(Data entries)
───

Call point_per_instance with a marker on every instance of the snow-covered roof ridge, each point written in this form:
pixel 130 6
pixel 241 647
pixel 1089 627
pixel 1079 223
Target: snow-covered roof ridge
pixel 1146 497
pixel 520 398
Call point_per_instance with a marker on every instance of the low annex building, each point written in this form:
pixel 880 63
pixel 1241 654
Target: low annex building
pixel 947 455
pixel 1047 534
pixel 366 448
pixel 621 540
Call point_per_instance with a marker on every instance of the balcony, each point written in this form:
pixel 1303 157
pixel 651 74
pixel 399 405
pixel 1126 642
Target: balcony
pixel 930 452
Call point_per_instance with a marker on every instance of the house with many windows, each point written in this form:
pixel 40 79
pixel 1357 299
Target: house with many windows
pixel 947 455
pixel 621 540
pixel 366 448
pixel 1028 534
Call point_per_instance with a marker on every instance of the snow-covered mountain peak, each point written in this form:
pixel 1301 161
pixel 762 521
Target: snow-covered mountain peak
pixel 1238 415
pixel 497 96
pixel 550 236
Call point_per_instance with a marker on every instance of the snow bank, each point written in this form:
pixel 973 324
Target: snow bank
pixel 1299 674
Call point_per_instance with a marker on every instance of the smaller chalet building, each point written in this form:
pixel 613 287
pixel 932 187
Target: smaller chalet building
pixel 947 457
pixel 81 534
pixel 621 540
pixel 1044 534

───

Reproduce the records above exactly, starting with the line that contains "Target: house with many windows" and ending with the last line.

Response to the task:
Target: house with many windows
pixel 947 455
pixel 621 540
pixel 366 448
pixel 1028 534
Call point_per_instance with a marker on every instance of the snow-covered mountain peak, each point written in this form:
pixel 1301 161
pixel 762 521
Target: snow-covered mountain peak
pixel 1238 415
pixel 497 96
pixel 550 236
Call point_per_instance with a marker on every instance of the snow bank, each point written in this form:
pixel 973 324
Target: snow bank
pixel 1299 674
Call point_per_instance with a marker on every instance of the smaller chalet building, each point written in this form:
pixel 613 287
pixel 932 187
Target: smaller chalet building
pixel 947 457
pixel 81 534
pixel 621 540
pixel 1044 534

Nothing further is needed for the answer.